Items from a dataset
◆ ◆ ◆ ◆ ◆ ◆ ◆
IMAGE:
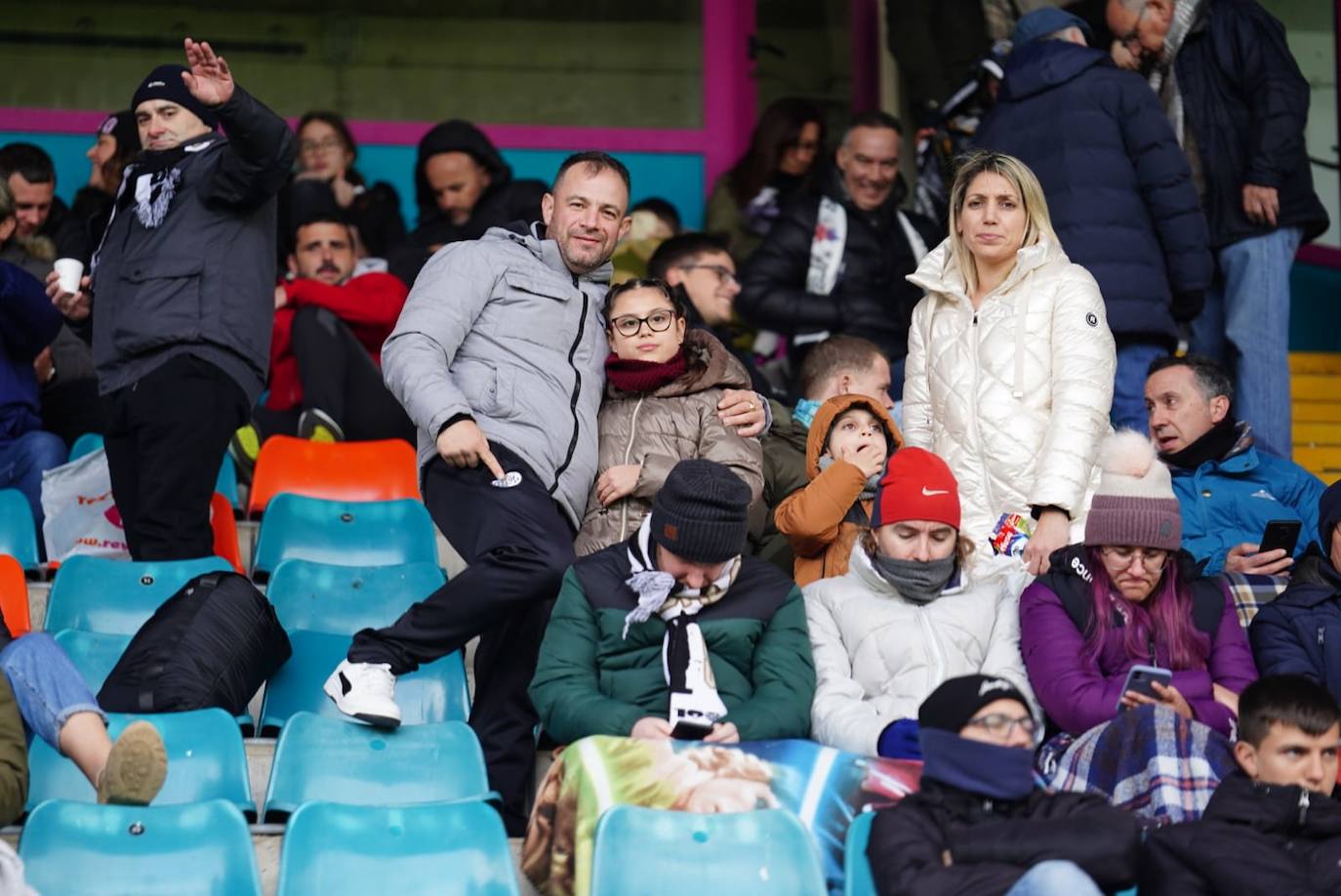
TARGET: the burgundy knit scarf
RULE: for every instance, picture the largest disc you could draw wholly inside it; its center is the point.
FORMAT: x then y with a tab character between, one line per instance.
644	376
◆ ◆ ◆ ◆ ◆ ◆ ◆
- [INSTRUCTIONS TO FOLLOW]: Please present every line of the records above as a numbered list, skipping any blank lines and leaving the pictures out.

- [PROBLEM SOLUTION]:
1. IMAGE:
2. TARGET: the burgundy knit scarf
3. RULE: for every instance, picture the largest disc you could draw wholly inside it; its center is the point.
4. FORMAT: x then y with a tab character between, one line per instance.
5. 644	376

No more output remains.